Referring expression pointing data
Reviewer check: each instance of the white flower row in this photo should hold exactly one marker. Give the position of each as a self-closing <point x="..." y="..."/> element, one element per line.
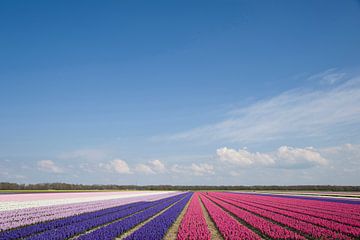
<point x="14" y="205"/>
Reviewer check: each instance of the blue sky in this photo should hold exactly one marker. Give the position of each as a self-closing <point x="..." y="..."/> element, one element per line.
<point x="147" y="92"/>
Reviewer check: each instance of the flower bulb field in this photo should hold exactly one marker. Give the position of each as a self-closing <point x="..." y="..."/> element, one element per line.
<point x="176" y="215"/>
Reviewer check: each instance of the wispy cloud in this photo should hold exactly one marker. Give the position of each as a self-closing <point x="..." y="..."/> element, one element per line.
<point x="49" y="166"/>
<point x="196" y="169"/>
<point x="293" y="114"/>
<point x="330" y="76"/>
<point x="85" y="154"/>
<point x="152" y="167"/>
<point x="283" y="157"/>
<point x="116" y="165"/>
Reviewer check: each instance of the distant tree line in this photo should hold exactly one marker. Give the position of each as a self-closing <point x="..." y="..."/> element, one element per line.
<point x="67" y="186"/>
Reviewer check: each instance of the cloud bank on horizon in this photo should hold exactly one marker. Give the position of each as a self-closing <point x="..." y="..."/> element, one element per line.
<point x="296" y="114"/>
<point x="235" y="92"/>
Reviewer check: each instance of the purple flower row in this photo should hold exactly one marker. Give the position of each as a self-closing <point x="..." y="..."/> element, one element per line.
<point x="115" y="229"/>
<point x="72" y="226"/>
<point x="157" y="227"/>
<point x="17" y="218"/>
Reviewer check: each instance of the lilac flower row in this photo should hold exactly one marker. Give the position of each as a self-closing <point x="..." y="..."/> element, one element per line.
<point x="71" y="226"/>
<point x="17" y="218"/>
<point x="115" y="229"/>
<point x="157" y="227"/>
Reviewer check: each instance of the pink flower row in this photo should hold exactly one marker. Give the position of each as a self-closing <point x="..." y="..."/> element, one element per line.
<point x="299" y="225"/>
<point x="293" y="206"/>
<point x="268" y="228"/>
<point x="350" y="210"/>
<point x="193" y="225"/>
<point x="332" y="222"/>
<point x="228" y="226"/>
<point x="16" y="218"/>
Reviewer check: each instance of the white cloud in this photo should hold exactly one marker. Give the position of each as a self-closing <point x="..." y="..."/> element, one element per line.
<point x="200" y="169"/>
<point x="296" y="114"/>
<point x="152" y="167"/>
<point x="243" y="157"/>
<point x="157" y="166"/>
<point x="86" y="154"/>
<point x="283" y="157"/>
<point x="49" y="166"/>
<point x="330" y="76"/>
<point x="116" y="165"/>
<point x="305" y="157"/>
<point x="143" y="168"/>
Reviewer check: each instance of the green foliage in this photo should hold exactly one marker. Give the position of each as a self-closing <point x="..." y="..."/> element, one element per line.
<point x="67" y="186"/>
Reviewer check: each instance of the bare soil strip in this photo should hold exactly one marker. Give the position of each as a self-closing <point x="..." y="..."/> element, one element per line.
<point x="215" y="233"/>
<point x="256" y="214"/>
<point x="173" y="230"/>
<point x="104" y="225"/>
<point x="129" y="232"/>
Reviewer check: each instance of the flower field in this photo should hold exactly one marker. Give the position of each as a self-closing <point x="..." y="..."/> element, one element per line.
<point x="153" y="215"/>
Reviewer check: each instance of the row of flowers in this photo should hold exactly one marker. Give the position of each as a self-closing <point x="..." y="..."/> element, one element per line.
<point x="18" y="218"/>
<point x="228" y="226"/>
<point x="298" y="225"/>
<point x="193" y="225"/>
<point x="117" y="228"/>
<point x="306" y="217"/>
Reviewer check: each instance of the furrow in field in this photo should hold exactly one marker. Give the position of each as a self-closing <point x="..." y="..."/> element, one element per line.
<point x="299" y="209"/>
<point x="304" y="216"/>
<point x="115" y="229"/>
<point x="157" y="227"/>
<point x="193" y="224"/>
<point x="86" y="223"/>
<point x="298" y="225"/>
<point x="228" y="226"/>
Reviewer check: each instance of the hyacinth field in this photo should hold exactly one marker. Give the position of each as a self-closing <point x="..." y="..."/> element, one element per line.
<point x="176" y="215"/>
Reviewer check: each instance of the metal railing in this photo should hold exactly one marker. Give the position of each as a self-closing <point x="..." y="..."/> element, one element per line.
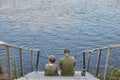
<point x="89" y="52"/>
<point x="8" y="46"/>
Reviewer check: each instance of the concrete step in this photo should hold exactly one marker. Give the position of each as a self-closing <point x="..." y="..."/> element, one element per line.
<point x="40" y="76"/>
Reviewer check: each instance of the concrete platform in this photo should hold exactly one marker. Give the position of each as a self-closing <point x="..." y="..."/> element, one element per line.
<point x="40" y="76"/>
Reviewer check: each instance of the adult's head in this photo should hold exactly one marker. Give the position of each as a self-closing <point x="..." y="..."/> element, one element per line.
<point x="51" y="59"/>
<point x="66" y="52"/>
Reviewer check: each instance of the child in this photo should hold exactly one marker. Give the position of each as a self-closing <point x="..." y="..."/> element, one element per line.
<point x="51" y="69"/>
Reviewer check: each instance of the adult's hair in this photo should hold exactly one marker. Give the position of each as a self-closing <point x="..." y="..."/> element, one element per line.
<point x="66" y="50"/>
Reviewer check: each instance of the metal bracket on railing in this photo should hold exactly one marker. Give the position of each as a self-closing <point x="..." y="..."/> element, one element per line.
<point x="37" y="61"/>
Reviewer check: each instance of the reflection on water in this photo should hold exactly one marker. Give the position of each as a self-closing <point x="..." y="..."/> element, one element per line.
<point x="53" y="25"/>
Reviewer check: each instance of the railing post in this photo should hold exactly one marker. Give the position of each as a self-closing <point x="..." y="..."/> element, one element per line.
<point x="84" y="67"/>
<point x="98" y="62"/>
<point x="31" y="54"/>
<point x="107" y="63"/>
<point x="38" y="54"/>
<point x="8" y="63"/>
<point x="21" y="63"/>
<point x="88" y="60"/>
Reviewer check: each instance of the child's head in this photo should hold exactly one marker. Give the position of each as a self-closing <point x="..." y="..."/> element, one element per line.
<point x="51" y="59"/>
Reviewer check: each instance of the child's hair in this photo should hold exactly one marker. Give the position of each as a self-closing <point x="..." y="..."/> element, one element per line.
<point x="52" y="58"/>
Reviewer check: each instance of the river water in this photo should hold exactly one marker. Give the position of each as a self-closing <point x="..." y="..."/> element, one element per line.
<point x="52" y="26"/>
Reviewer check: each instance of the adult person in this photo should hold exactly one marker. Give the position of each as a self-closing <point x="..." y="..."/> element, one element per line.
<point x="51" y="69"/>
<point x="67" y="64"/>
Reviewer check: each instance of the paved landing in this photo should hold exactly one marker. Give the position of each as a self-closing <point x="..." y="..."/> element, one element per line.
<point x="40" y="76"/>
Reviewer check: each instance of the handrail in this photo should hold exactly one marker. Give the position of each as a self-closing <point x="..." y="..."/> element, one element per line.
<point x="8" y="46"/>
<point x="99" y="57"/>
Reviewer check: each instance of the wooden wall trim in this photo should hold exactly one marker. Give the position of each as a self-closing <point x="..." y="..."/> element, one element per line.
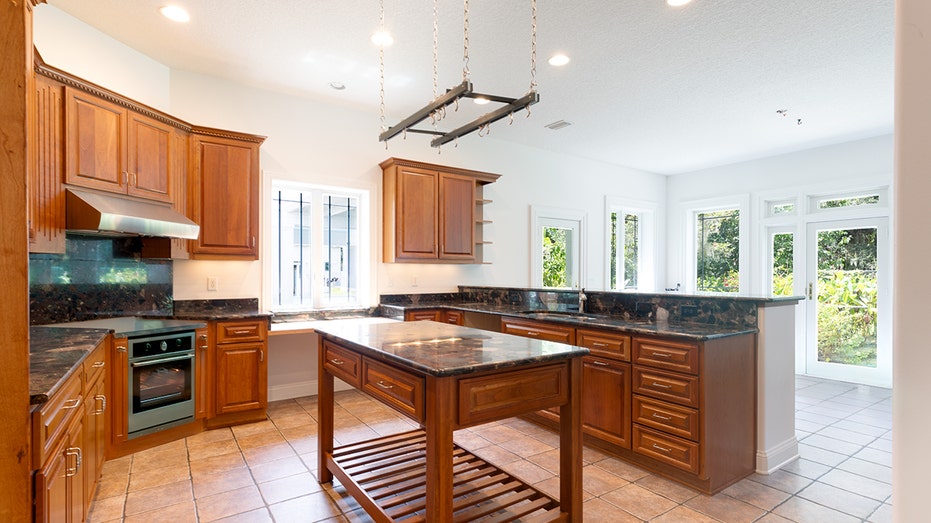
<point x="16" y="85"/>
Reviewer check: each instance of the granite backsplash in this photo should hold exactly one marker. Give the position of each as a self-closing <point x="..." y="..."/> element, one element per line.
<point x="97" y="277"/>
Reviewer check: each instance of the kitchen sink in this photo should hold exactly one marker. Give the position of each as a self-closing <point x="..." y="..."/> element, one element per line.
<point x="580" y="316"/>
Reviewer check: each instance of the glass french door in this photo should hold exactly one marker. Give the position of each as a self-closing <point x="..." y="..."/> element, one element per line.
<point x="848" y="285"/>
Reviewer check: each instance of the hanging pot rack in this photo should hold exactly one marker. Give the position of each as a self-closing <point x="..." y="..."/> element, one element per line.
<point x="436" y="109"/>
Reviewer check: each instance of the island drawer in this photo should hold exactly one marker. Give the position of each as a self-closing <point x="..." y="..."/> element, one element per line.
<point x="512" y="393"/>
<point x="676" y="420"/>
<point x="400" y="389"/>
<point x="537" y="330"/>
<point x="666" y="354"/>
<point x="669" y="386"/>
<point x="674" y="451"/>
<point x="240" y="331"/>
<point x="607" y="344"/>
<point x="345" y="365"/>
<point x="50" y="422"/>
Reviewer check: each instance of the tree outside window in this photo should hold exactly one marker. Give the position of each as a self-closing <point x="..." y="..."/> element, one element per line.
<point x="717" y="240"/>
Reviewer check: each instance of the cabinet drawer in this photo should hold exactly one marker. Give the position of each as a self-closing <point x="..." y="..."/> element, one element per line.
<point x="51" y="421"/>
<point x="537" y="330"/>
<point x="343" y="364"/>
<point x="95" y="364"/>
<point x="680" y="421"/>
<point x="238" y="331"/>
<point x="670" y="386"/>
<point x="504" y="395"/>
<point x="674" y="451"/>
<point x="669" y="355"/>
<point x="607" y="344"/>
<point x="397" y="388"/>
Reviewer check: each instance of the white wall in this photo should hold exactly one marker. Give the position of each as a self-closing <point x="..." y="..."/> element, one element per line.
<point x="910" y="421"/>
<point x="99" y="58"/>
<point x="326" y="143"/>
<point x="840" y="167"/>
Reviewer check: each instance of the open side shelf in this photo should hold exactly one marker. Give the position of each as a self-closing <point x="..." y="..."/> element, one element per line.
<point x="388" y="477"/>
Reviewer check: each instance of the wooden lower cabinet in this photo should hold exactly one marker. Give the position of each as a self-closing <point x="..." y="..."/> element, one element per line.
<point x="240" y="372"/>
<point x="606" y="400"/>
<point x="681" y="408"/>
<point x="69" y="443"/>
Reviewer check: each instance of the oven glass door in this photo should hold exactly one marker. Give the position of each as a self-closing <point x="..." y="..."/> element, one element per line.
<point x="161" y="382"/>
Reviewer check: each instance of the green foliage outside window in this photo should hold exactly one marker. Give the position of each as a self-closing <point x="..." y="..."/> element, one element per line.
<point x="847" y="296"/>
<point x="554" y="257"/>
<point x="718" y="245"/>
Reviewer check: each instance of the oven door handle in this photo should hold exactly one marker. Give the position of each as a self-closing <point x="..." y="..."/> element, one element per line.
<point x="185" y="356"/>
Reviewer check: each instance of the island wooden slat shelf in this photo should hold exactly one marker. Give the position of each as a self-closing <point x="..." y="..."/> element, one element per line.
<point x="388" y="475"/>
<point x="446" y="378"/>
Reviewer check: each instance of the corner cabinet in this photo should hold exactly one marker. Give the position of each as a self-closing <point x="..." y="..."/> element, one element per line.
<point x="432" y="213"/>
<point x="224" y="194"/>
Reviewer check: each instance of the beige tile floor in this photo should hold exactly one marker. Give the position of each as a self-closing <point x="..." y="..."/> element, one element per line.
<point x="266" y="471"/>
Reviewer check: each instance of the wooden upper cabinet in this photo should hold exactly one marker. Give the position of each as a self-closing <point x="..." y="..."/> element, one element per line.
<point x="431" y="212"/>
<point x="111" y="148"/>
<point x="46" y="199"/>
<point x="95" y="137"/>
<point x="224" y="201"/>
<point x="149" y="158"/>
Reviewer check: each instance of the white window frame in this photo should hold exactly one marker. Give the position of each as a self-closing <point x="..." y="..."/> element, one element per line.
<point x="692" y="209"/>
<point x="541" y="216"/>
<point x="365" y="293"/>
<point x="646" y="262"/>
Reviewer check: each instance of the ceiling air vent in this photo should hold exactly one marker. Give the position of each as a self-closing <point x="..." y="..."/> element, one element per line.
<point x="558" y="124"/>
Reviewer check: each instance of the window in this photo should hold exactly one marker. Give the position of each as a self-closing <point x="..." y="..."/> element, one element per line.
<point x="318" y="257"/>
<point x="717" y="243"/>
<point x="557" y="237"/>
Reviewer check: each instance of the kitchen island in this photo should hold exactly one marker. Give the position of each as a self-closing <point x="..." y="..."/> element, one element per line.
<point x="447" y="377"/>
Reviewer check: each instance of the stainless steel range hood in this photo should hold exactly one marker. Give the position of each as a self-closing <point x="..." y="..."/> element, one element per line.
<point x="95" y="213"/>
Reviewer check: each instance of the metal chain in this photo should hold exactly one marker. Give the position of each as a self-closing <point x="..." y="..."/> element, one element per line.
<point x="465" y="41"/>
<point x="533" y="45"/>
<point x="381" y="72"/>
<point x="436" y="50"/>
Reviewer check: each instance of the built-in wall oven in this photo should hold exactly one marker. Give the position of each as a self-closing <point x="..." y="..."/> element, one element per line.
<point x="161" y="381"/>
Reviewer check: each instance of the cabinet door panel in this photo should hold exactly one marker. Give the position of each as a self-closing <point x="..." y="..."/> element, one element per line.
<point x="457" y="217"/>
<point x="606" y="400"/>
<point x="242" y="382"/>
<point x="149" y="144"/>
<point x="417" y="192"/>
<point x="227" y="197"/>
<point x="94" y="134"/>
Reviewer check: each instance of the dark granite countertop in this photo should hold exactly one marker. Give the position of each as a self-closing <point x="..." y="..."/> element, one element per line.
<point x="441" y="349"/>
<point x="693" y="331"/>
<point x="55" y="354"/>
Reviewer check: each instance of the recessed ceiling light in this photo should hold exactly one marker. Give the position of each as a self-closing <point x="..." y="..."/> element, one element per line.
<point x="175" y="13"/>
<point x="382" y="38"/>
<point x="558" y="60"/>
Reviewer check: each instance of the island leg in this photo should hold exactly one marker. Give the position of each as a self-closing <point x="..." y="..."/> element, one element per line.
<point x="324" y="418"/>
<point x="570" y="446"/>
<point x="440" y="409"/>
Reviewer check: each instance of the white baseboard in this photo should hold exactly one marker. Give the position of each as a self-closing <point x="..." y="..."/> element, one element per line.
<point x="298" y="389"/>
<point x="770" y="460"/>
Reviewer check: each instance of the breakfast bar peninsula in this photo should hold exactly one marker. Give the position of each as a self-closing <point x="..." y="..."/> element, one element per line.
<point x="447" y="377"/>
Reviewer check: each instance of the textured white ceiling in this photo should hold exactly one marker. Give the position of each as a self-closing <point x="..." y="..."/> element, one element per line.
<point x="666" y="90"/>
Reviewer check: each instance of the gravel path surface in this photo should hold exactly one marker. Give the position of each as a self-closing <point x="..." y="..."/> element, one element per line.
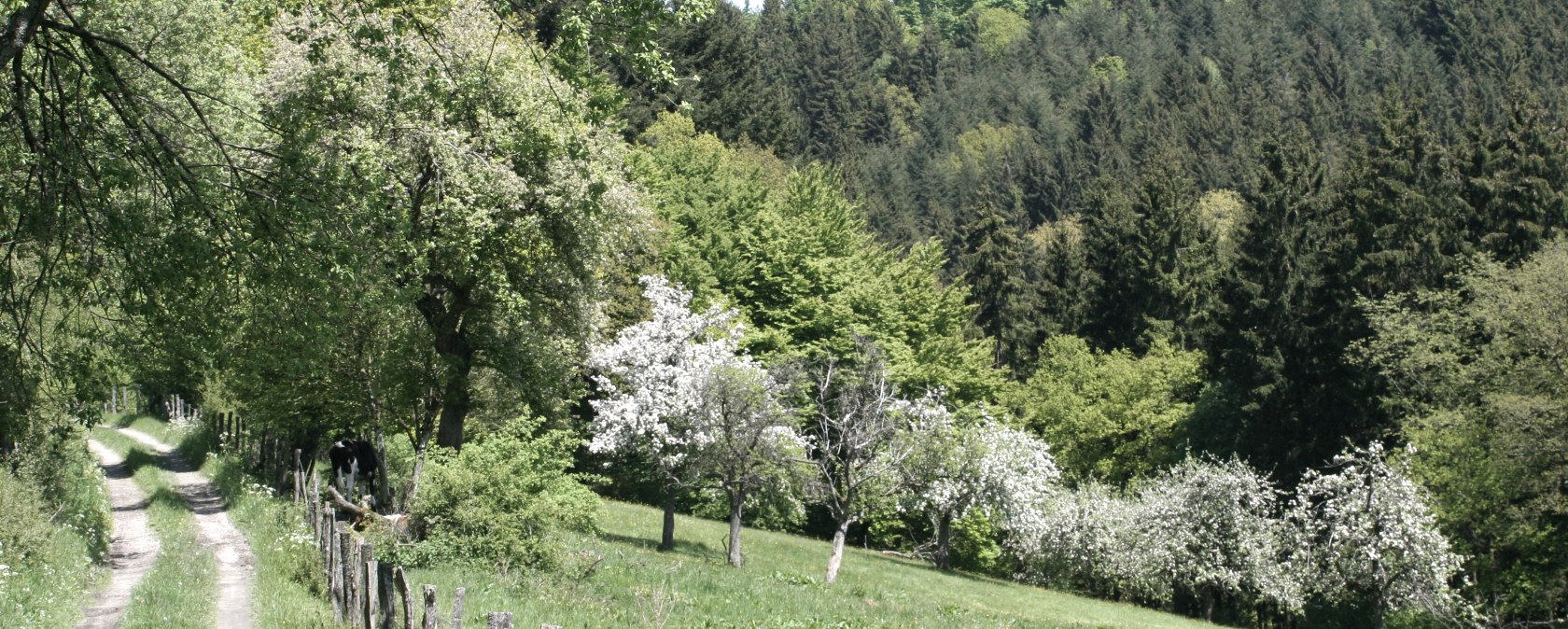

**TASK STATEMENT**
With all pictures excluded, output exactly the lines from the one containing "Reviewer check: each instance of the recessed" through the final line of the entries, inclusive.

**OUTPUT FOR THIS EXERCISE**
Reviewer check: each instance of the recessed ceiling light in this photo should hold exactly one marker. Give the position of each as a self-closing <point x="..." y="..."/> element, one element per line.
<point x="175" y="13"/>
<point x="382" y="38"/>
<point x="558" y="60"/>
Reviewer check: each instance of the island leg in this photo should hold exactly one marker. Give the position of each as a self-closing <point x="..." y="..."/> element, one element per line.
<point x="324" y="418"/>
<point x="570" y="446"/>
<point x="440" y="409"/>
Reviewer check: each instance of the white baseboard in this photo should hold exactly one marker. Give the position of each as a self-closing <point x="..." y="..."/> element, one element per line.
<point x="298" y="389"/>
<point x="770" y="460"/>
Reviewer check: each instance of the breakfast bar peninsula in this photo should hold exactly one marker. Give the position of each as a self-closing <point x="..." y="..."/> element, one element per line.
<point x="447" y="377"/>
Reviewer check: each instance of the textured white ceiling in this photo should hold exactly one marker. Give the position of each as a self-closing <point x="..." y="..."/> element, one element per line.
<point x="666" y="90"/>
Reviewer check: each instance of the gravel path surface in this photo should hold exactly one marker. Give the position of each as a self-closing <point x="..." y="..."/> element, one element per line.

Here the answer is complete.